→ EXERCISE AIM: Reproduce the listing below in its entirety. Change nothing.

→ INPUT RECORDS:

○ ○ ○ ○ ○

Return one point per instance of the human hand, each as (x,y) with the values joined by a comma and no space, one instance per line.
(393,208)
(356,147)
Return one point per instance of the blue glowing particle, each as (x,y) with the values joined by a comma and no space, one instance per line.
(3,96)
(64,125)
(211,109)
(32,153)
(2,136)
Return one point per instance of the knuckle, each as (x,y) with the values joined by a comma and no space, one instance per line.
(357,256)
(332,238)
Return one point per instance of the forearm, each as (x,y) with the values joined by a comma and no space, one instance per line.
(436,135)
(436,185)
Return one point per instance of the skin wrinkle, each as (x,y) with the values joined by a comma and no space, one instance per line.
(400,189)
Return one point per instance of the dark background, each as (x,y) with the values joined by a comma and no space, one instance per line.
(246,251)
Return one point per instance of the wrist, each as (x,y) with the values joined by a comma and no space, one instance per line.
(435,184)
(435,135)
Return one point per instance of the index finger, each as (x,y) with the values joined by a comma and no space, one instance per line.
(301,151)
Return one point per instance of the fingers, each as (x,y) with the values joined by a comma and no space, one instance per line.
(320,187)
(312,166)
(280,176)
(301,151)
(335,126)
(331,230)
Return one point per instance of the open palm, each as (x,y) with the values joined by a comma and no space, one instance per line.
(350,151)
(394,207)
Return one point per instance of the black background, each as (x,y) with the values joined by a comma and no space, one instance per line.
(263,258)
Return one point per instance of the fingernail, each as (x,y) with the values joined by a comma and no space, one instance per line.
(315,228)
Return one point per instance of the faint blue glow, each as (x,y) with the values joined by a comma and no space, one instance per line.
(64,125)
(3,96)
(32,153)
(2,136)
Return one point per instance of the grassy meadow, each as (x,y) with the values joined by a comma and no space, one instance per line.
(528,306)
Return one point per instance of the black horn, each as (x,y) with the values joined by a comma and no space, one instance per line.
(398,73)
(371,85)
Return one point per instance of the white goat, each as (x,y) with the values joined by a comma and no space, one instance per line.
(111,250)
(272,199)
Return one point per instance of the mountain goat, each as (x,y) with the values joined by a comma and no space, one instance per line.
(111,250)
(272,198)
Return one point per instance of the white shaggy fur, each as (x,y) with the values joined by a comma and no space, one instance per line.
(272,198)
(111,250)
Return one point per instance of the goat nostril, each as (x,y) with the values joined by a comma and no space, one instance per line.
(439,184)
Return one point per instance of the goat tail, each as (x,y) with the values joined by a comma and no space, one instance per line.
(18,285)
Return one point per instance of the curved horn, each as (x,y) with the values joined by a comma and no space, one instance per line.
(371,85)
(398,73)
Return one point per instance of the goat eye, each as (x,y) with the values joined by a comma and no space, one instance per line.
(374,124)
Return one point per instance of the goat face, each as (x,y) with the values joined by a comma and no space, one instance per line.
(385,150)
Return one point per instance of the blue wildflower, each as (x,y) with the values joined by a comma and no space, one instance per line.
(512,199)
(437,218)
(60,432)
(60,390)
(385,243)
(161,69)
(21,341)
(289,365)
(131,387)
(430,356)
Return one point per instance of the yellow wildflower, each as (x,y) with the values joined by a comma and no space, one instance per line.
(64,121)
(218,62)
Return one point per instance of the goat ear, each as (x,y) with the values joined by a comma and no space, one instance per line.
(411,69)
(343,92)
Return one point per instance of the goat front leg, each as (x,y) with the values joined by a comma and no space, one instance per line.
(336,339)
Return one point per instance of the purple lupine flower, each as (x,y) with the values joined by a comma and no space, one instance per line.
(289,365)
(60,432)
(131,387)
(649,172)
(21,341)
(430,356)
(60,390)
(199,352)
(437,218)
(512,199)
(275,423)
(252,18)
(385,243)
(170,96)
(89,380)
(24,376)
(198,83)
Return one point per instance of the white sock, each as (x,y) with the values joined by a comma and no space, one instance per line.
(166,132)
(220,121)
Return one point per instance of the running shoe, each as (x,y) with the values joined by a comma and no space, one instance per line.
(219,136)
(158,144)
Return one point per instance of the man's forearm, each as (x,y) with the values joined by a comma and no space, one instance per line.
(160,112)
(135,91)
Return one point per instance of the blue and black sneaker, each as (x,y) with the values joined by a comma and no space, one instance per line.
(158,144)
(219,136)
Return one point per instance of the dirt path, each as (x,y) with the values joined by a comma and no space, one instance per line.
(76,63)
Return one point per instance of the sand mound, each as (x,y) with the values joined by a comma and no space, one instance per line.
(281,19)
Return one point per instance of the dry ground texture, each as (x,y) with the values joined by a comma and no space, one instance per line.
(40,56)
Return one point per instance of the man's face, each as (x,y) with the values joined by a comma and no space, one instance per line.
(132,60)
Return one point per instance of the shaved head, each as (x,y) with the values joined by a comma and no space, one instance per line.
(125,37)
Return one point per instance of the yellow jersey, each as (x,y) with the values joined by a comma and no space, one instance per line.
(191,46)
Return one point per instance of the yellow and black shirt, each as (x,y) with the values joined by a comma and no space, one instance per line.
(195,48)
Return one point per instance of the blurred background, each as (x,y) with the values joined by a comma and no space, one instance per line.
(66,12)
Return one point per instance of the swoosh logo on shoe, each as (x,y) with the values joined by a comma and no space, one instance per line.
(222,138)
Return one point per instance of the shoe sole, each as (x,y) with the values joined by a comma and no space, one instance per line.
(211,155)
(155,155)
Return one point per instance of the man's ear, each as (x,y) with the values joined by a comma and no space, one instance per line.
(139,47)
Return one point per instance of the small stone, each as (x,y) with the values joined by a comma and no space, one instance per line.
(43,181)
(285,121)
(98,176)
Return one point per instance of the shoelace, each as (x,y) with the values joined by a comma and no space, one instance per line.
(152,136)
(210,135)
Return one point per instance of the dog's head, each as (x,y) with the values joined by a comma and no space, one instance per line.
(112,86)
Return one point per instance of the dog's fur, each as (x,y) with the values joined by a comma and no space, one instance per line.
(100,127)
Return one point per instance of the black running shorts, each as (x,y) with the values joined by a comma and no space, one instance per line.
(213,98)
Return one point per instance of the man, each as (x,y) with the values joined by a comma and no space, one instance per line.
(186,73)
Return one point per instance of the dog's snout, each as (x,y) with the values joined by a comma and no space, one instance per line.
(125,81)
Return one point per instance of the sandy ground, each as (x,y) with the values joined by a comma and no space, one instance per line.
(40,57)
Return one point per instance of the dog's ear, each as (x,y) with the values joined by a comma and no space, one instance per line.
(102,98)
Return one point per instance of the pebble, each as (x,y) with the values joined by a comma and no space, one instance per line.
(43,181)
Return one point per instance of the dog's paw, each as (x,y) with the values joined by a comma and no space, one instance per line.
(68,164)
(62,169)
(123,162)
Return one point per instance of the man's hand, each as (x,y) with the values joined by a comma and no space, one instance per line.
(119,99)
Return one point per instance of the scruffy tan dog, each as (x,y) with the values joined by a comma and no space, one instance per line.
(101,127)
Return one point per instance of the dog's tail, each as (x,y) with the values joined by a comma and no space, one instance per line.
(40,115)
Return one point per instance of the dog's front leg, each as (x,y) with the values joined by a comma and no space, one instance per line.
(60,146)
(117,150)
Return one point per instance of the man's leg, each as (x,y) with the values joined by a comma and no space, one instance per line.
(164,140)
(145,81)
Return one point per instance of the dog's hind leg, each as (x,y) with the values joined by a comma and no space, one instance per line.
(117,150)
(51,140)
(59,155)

○ ○ ○ ○ ○

→ WRITTEN REPLY:
Return one point per instance of the human hand, each as (x,y) with the values joined by a comma and no space, one instance per line.
(393,208)
(356,147)
Return one point per instance of the blue glowing particle, each as (x,y) with the values joined by a comma and no space, one instance per line.
(3,96)
(64,125)
(211,109)
(32,153)
(2,136)
Return one point per instance of the knuckle, each as (x,y) with the values joined by a comma and no space, one instance per line.
(357,256)
(332,238)
Return one point per instance of the forearm, each as (x,y) with the values joined by a comma and no space, one instance per line.
(436,135)
(436,185)
Return one point per instance of the skin wrinkle, each as (x,y) with the values joined by a comma and no space, one instance per line.
(400,189)
Return one point per instance of the dark background, each as (x,y) with the values joined by a comma and no space, one instance per line.
(246,251)
Return one point per instance of the wrist, each as (x,y) with the values joined by a comma and no space, one instance per line.
(435,184)
(435,135)
Return one point per instance of the index finger, each as (x,y) with the values joined by a comma and no space, one instance per line.
(301,151)
Return one point per instance of the fingers, each as (x,y) with the values joined by a comma and no space, one instance per line.
(320,187)
(312,166)
(280,176)
(301,151)
(335,126)
(331,230)
Return one point per instance of the open palm, each as (x,y) with the values joined by a comma and no space, one instance per line.
(350,151)
(394,207)
Return one point per instance of the black background, each as (x,y) with the values joined by a comma and no space, one instance per line.
(263,258)
Return one point per instance of the fingernail, each as (x,y) with the values joined by a comma and no space, one instance per line.
(315,228)
Return one point per instance of the faint blue glow, each as (x,y) with the values joined by a comma and no space, one instance per line.
(64,125)
(3,96)
(32,153)
(2,136)
Return one point per instance of the grassy meadow, each as (x,y) with the values joined by a comma and no space, one instance per line.
(528,306)
Return one point per instance of the black horn, each as (x,y) with the values joined by a comma and no space, one instance per line.
(398,73)
(371,85)
Return one point per instance of the white goat, each as (x,y) with the values joined by a comma and no space, one instance per line.
(111,250)
(272,199)
Return one point per instance of the mountain goat, each as (x,y) with the values joined by a comma and no space, one instance per line.
(111,250)
(272,198)
Return one point per instance of the white shaggy fur, each as (x,y) with the values joined by a comma and no space, one instance per line.
(272,198)
(111,250)
Return one point per instance of the goat nostril, each as (x,y) with the values joined by a comma and no space, one instance per line.
(439,184)
Return one point per instance of the goat tail, each as (x,y) with the values joined by a comma and no space, one instance per line.
(18,285)
Return one point per instance of the curved horn, each as (x,y) with the values joined by a comma and no space, one instance per line.
(371,85)
(398,73)
Return one point per instance of the goat eye, each as (x,y) with the values joined by a comma and no space, one instance per line.
(374,124)
Return one point per instance of the goat face, each as (x,y) with the values joined by a comma and no space, one instance per line.
(385,150)
Return one point per instance of the blue wildflower, each as (x,y) with the values joined by a comma and no space, one instance per line.
(512,199)
(437,218)
(60,432)
(60,390)
(385,243)
(161,69)
(21,341)
(289,365)
(131,387)
(430,356)
Return one point per instance of the yellow wildflower, each as (x,y) with the values joined by a comma and no space, one instance per line.
(64,121)
(218,62)
Return one point per instance of the goat ear, each as (x,y) with the values joined by a comma and no space, one instance per line.
(411,69)
(343,92)
Return one point per instance of the goat front leg, each as (x,y) with the values joined by a comma and no space, one instance per line.
(336,339)
Return one point per instance of the purple lupine flower, each as (x,y) with the values joined by a comma and no space, one instance per line.
(289,365)
(60,432)
(131,387)
(649,172)
(21,341)
(430,356)
(60,390)
(199,352)
(437,218)
(512,199)
(275,423)
(252,18)
(385,243)
(170,96)
(89,380)
(24,376)
(198,83)
Return one point per instance of the white sock, each as (x,y) with the values joined by a comma and no space, one instance per line.
(166,132)
(220,121)
Return one point per instance of the running shoe, each as (x,y) with the values joined by a comma and no space, one instance per line.
(219,136)
(158,144)
Return one point per instance of the man's forearm, each as (x,y) with the values joined by a comma and no space, one instance per line.
(160,112)
(135,91)
Return one point per instance of the blue and black sneaker, each as (x,y) with the values joined by a comma and no space, one instance per line.
(158,144)
(219,136)
Return one point per instance of the dirt path, each as (x,y) with the values joined by a comma and no space, one instance per line.
(76,63)
Return one point per instance of the sand mound, each as (x,y) with the values joined by a comma and no space, one instance per line.
(281,19)
Return one point per instance of the dry ground texture, each as (x,y) with the values joined by a comma and no space, one instance per line.
(40,56)
Return one point per instance of the man's face, each as (x,y) with the values joined by a comma and no space, one instance per line.
(132,60)
Return one point per instance of the shaved head, each as (x,y) with the values joined by a comma and no space, one instance per line.
(125,37)
Return one point per instance of the yellow jersey, each as (x,y) with the values joined by a comma and no space, one instance per line.
(191,46)
Return one point per instance of the yellow and black shirt, each as (x,y) with the values joined by a comma and no space, one instance per line.
(195,48)
Return one point per instance of the blurred background, each as (x,y) with the values joined by a comma and no space, one instance per line.
(66,12)
Return one point per instance of the swoosh logo on shoe, each as (x,y) with the values joined by a comma and no space, one instance per line.
(222,138)
Return one point per instance of the shoe sole, each as (x,y) with the values joined by a comma and no space, one instance per line.
(211,155)
(155,155)
Return one point per instance of the man's ear, each as (x,y) with the values joined by a comma and no space, one instance per line.
(139,47)
Return one point per instance of the small stone, each as (x,y) with the values joined by a comma and no space, one instance per line.
(43,181)
(285,121)
(98,176)
Return one point per instance of the shoelace, each as (x,y) with the values joined by a comma and no space, one instance per line.
(152,136)
(210,135)
Return one point per instance of the dog's head, each as (x,y) with the values joined by a comma and no space, one instance per line.
(112,86)
Return one point per instance of the dog's fur, each as (x,y) with the values joined by a comma and no space, one instance per line.
(100,127)
Return one point per instance of the black running shorts, each as (x,y) with the values joined by a comma and no space, one instance per line.
(213,98)
Return one point per instance of the man, each as (x,y) with the values joined by a comma and no space, one instance per line.
(186,73)
Return one point per instance of the dog's snout, each as (x,y) with the values joined by a comma and no space, one instance per line.
(125,81)
Return one point per instance of the sandy ground, each as (x,y) with the values joined by a comma and no space, one instance per line.
(40,57)
Return one point per instance of the dog's ear, each as (x,y) with the values joined by a comma and no space, one instance per line.
(102,98)
Return one point per instance of the pebble, each as (x,y) with the values joined by a comma and no space, one instance per line.
(43,181)
Return one point per instance of the dog's paw, each as (x,y) with the values joined by a comma and no space, one instance per line.
(68,164)
(62,169)
(123,162)
Return one point per instance of the man's hand, each as (x,y) with the values joined by a comma and no space, one instance per line.
(119,99)
Return one point per instance of the scruffy tan dog, each as (x,y) with the values joined by a comma and no space, one instance per line.
(101,127)
Return one point per instance of the dog's tail, each as (x,y) with the values joined by a comma and no space, one instance per line.
(40,115)
Return one point per instance of the dog's front leg, each as (x,y) with the values joined by a comma and no space, one instance per line.
(60,146)
(117,150)
Return one point per instance of the man's leg, each as (x,y) with the values joined by a comma and no space, one instance per line.
(164,140)
(145,81)
Return one point per instance of the dog's hind leg, each as (x,y) with the values joined by a comma and no space, one instance per line.
(117,150)
(51,140)
(59,155)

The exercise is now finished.